* **Data for this task**:
## START

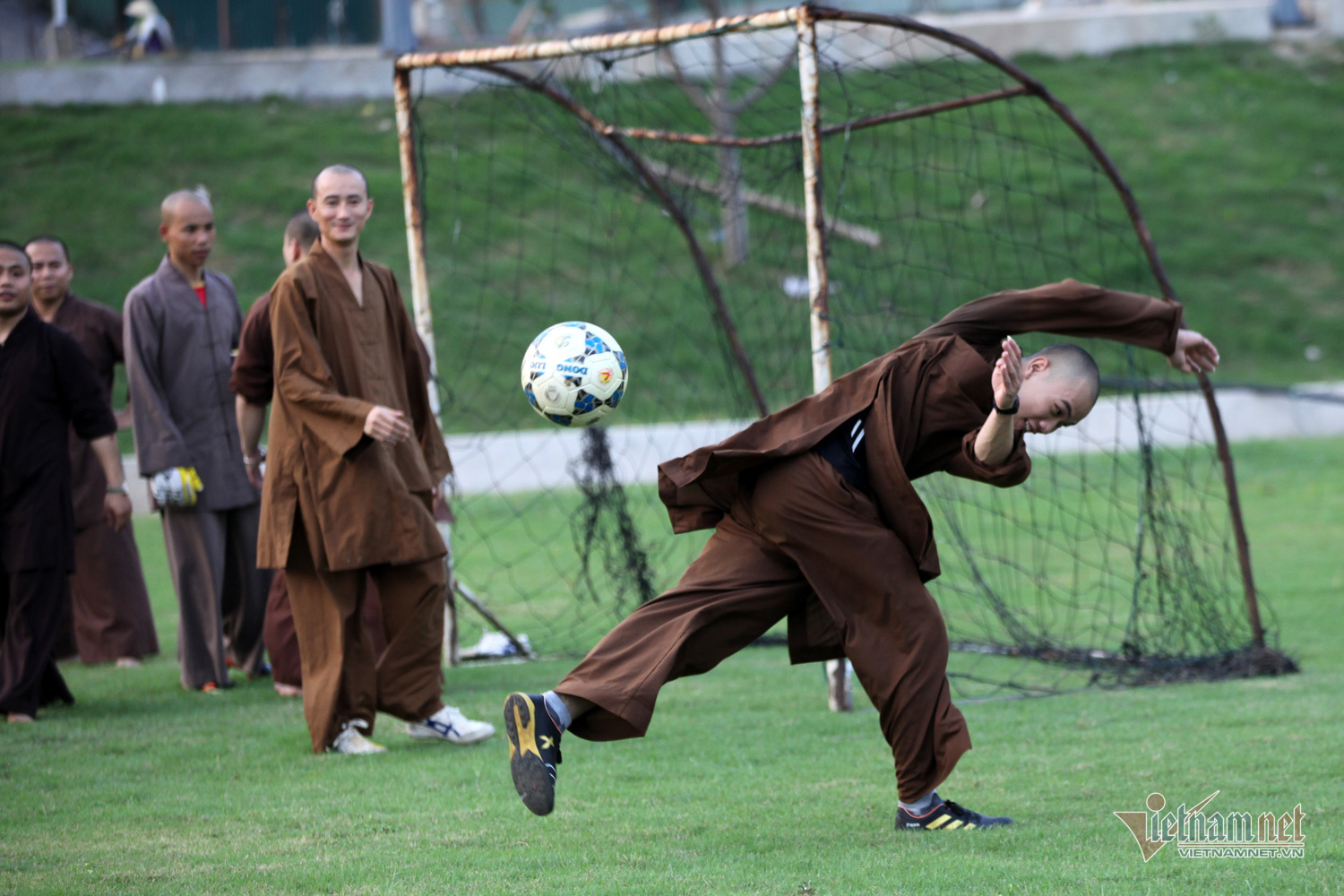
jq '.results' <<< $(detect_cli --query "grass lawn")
[0,439,1344,895]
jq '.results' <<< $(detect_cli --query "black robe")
[0,307,117,715]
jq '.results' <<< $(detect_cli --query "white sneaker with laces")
[406,707,495,745]
[327,719,387,755]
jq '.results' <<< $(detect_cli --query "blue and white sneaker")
[406,707,495,745]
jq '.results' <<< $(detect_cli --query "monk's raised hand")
[991,336,1021,407]
[365,404,411,444]
[1167,329,1219,374]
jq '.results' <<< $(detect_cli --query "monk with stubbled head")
[0,240,131,723]
[124,189,271,694]
[260,165,495,754]
[24,237,159,668]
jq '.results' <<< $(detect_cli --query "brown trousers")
[70,521,159,662]
[556,454,970,799]
[285,516,448,753]
[261,570,387,688]
[163,504,271,688]
[0,565,75,718]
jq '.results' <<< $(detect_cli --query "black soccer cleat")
[897,799,1012,831]
[504,692,561,815]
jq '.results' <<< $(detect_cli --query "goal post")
[395,5,1292,702]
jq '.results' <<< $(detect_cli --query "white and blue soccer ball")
[523,321,628,426]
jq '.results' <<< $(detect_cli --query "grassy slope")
[0,44,1344,428]
[0,439,1344,895]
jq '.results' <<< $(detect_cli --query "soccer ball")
[523,321,626,426]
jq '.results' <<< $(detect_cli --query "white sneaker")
[406,707,495,745]
[327,719,387,755]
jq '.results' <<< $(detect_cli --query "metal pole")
[394,68,440,381]
[215,0,234,49]
[796,6,854,712]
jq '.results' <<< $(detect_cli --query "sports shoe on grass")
[406,707,495,745]
[182,681,226,694]
[504,692,561,815]
[897,799,1012,831]
[327,719,387,756]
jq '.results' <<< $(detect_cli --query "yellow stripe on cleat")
[510,694,542,759]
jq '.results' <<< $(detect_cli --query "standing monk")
[228,208,387,697]
[260,165,495,753]
[24,237,159,667]
[504,280,1218,831]
[125,191,271,692]
[0,242,131,723]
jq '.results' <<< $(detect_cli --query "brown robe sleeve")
[271,275,374,454]
[378,269,453,482]
[943,426,1031,489]
[916,280,1183,358]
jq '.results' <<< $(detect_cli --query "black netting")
[416,10,1290,694]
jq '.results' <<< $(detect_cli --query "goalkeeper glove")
[150,466,204,506]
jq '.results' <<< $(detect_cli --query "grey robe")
[124,256,260,511]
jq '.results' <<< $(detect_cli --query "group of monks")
[0,165,494,753]
[0,158,1219,831]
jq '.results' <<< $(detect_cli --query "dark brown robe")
[0,307,117,716]
[556,280,1182,799]
[258,242,453,571]
[228,293,387,688]
[51,293,159,662]
[258,242,452,751]
[124,258,271,688]
[659,280,1182,662]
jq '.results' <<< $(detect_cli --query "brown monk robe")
[228,210,387,696]
[124,191,271,691]
[556,280,1182,801]
[27,237,159,665]
[258,236,452,753]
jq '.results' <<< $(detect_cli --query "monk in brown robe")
[228,208,387,697]
[258,165,495,754]
[504,280,1218,831]
[24,237,159,667]
[124,191,271,692]
[0,242,131,723]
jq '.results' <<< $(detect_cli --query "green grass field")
[0,37,1344,431]
[0,439,1344,896]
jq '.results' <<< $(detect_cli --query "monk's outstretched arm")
[919,280,1183,356]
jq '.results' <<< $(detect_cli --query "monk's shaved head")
[159,186,215,224]
[285,208,323,250]
[0,239,32,271]
[308,165,374,246]
[314,165,368,200]
[1024,342,1101,409]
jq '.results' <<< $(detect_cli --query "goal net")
[398,6,1284,697]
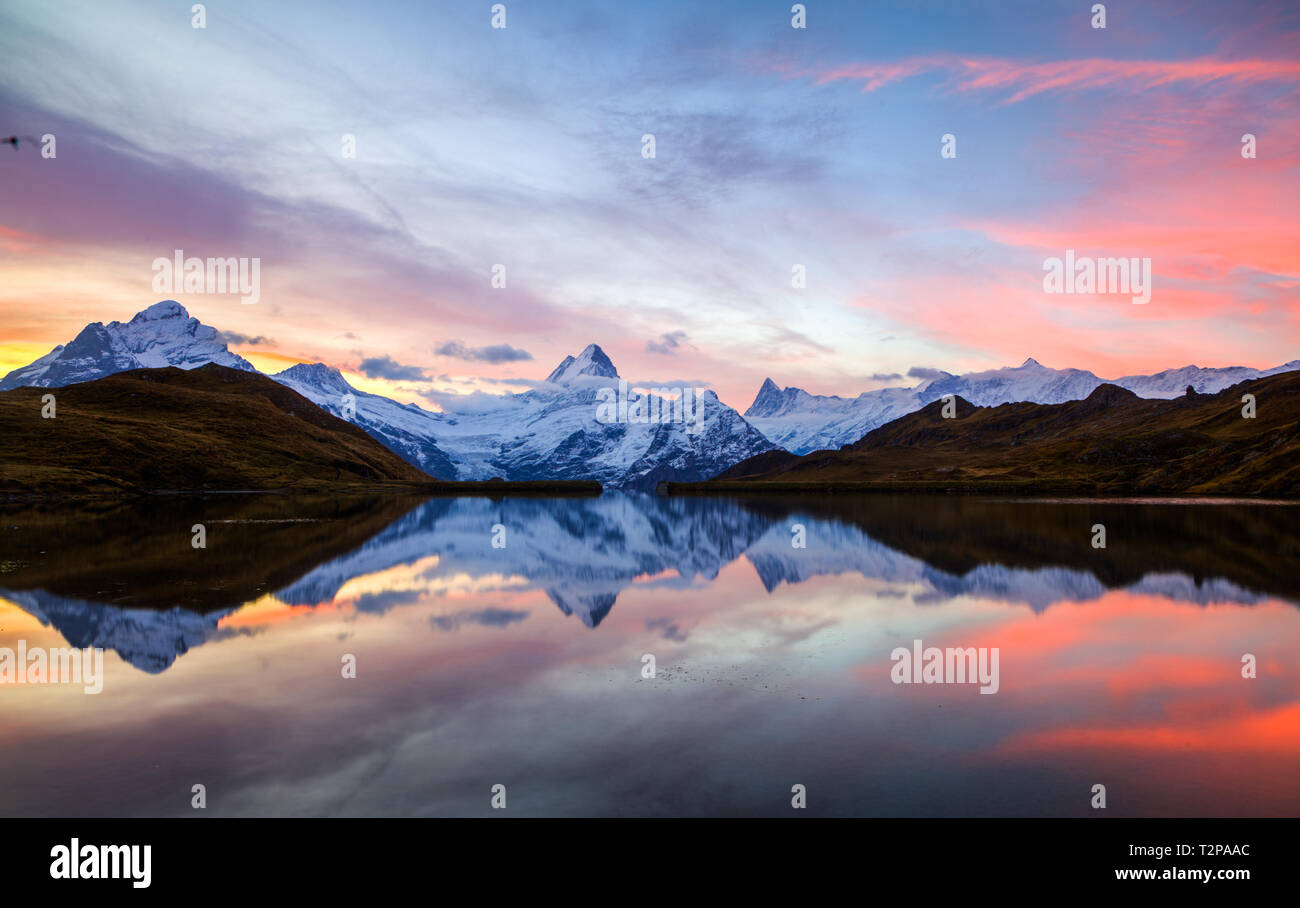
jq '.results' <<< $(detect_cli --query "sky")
[0,0,1300,410]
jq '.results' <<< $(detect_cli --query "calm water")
[0,494,1300,816]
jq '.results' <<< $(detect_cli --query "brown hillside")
[712,372,1300,497]
[0,364,429,494]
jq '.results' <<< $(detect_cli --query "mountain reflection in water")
[0,494,1300,816]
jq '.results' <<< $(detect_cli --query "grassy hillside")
[0,364,429,494]
[686,372,1300,498]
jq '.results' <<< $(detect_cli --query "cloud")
[359,356,426,381]
[646,330,686,356]
[776,55,1300,104]
[221,330,276,347]
[433,341,533,364]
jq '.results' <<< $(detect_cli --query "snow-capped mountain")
[270,363,463,480]
[745,358,1300,454]
[272,343,772,488]
[0,300,772,488]
[546,343,619,384]
[0,299,255,390]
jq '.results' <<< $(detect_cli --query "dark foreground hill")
[668,372,1300,497]
[0,364,432,494]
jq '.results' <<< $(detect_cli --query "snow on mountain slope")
[745,358,1300,454]
[270,363,462,480]
[0,300,772,488]
[1114,359,1300,399]
[0,299,255,390]
[272,343,772,488]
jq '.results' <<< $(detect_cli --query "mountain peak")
[745,379,785,416]
[131,299,190,325]
[546,343,619,382]
[272,363,352,395]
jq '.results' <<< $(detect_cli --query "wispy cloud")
[358,356,425,381]
[433,341,533,364]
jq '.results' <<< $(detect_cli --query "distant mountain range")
[745,358,1300,454]
[0,300,1300,489]
[709,372,1300,497]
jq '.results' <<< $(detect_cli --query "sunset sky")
[0,0,1300,410]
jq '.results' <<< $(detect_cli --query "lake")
[0,493,1300,817]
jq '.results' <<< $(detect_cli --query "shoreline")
[655,479,1300,505]
[0,479,605,505]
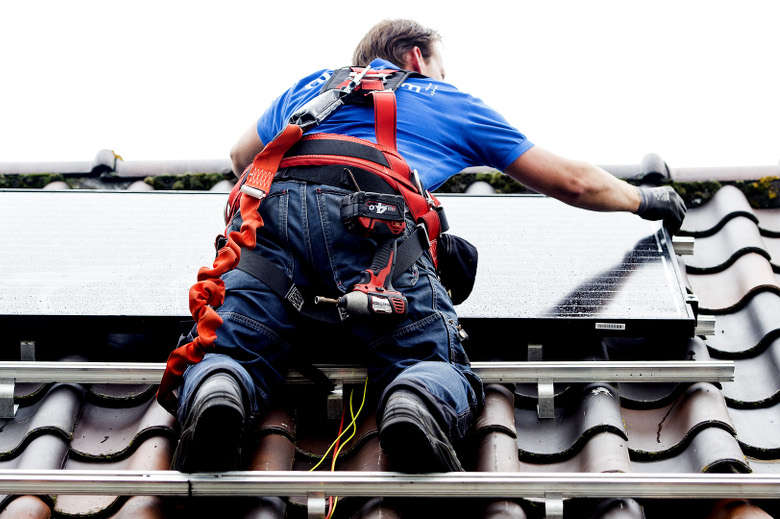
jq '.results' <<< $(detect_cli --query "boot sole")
[171,399,244,472]
[379,400,463,474]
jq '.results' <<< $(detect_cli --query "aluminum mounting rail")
[0,361,734,384]
[0,470,780,499]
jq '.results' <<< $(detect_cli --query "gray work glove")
[636,186,687,234]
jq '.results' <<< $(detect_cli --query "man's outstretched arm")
[230,125,265,177]
[505,146,686,234]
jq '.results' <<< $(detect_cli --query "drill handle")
[365,238,397,288]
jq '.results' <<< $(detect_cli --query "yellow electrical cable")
[309,378,368,472]
[309,377,368,519]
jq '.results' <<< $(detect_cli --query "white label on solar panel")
[596,323,626,330]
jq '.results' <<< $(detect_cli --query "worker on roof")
[159,20,685,472]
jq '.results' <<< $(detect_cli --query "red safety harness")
[157,67,446,413]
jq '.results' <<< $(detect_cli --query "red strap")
[371,90,398,150]
[241,124,303,198]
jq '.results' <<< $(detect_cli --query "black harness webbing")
[284,139,390,168]
[236,226,428,323]
[276,165,398,195]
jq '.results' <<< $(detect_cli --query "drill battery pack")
[341,191,406,236]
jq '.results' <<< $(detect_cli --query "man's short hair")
[352,19,441,67]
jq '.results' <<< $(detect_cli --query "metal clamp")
[544,492,563,519]
[0,378,17,419]
[306,491,327,519]
[328,380,344,420]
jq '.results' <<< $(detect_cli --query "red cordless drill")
[314,239,407,315]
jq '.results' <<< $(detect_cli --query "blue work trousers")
[179,180,483,440]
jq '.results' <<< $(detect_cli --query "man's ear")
[403,46,425,73]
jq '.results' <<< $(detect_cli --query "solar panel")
[0,190,695,336]
[439,195,695,336]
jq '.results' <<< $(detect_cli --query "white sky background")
[0,0,780,167]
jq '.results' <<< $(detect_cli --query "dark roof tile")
[623,382,735,460]
[0,433,68,510]
[519,431,632,473]
[55,437,173,517]
[71,396,175,459]
[472,384,518,472]
[684,216,770,274]
[588,499,645,519]
[753,209,780,238]
[247,409,295,470]
[688,253,780,315]
[14,382,53,407]
[474,384,517,438]
[0,496,51,519]
[482,501,528,519]
[111,496,167,519]
[723,339,780,408]
[632,427,750,473]
[708,499,772,519]
[515,384,626,462]
[680,186,758,237]
[706,292,780,359]
[87,384,157,407]
[0,384,83,460]
[729,404,780,460]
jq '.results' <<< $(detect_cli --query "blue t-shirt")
[257,59,533,191]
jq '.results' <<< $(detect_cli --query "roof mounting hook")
[544,492,563,519]
[0,378,18,419]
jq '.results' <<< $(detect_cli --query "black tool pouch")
[436,233,478,305]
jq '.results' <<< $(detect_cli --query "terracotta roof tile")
[729,404,780,460]
[519,431,633,473]
[707,292,780,359]
[0,178,780,519]
[723,339,780,408]
[684,216,770,274]
[681,186,758,237]
[0,496,51,519]
[623,382,736,460]
[71,395,175,459]
[55,437,173,516]
[515,384,626,462]
[631,427,750,473]
[688,253,780,315]
[0,384,83,460]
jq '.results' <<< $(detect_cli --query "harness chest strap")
[157,67,441,414]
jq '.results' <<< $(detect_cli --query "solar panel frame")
[0,190,695,338]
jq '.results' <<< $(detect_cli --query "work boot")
[379,389,463,473]
[171,372,246,472]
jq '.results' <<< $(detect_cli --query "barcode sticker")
[596,323,626,330]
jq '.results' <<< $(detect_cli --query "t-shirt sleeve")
[463,98,534,171]
[257,70,331,144]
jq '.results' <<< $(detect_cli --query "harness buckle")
[416,222,431,250]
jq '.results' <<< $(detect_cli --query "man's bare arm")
[230,125,265,177]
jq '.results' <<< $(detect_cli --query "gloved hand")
[636,186,687,234]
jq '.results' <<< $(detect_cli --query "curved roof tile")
[730,404,780,460]
[706,292,780,359]
[519,431,633,472]
[71,397,175,460]
[680,186,758,237]
[54,437,173,517]
[688,253,780,315]
[515,384,626,462]
[684,217,770,274]
[722,339,780,408]
[623,382,735,461]
[753,209,780,238]
[0,384,83,460]
[632,427,750,473]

## END

* **What you are asked to do**:
Pick out every line of the items above that contains the string "panel", matching case exactly.

* **Exercise output**:
jq '.results' <<< $(detect_cli --query "white label on solar panel")
jq '.results' <<< $(detect_cli --query "solar panel")
jq '.results' <<< $(detect_cli --query "solar panel frame")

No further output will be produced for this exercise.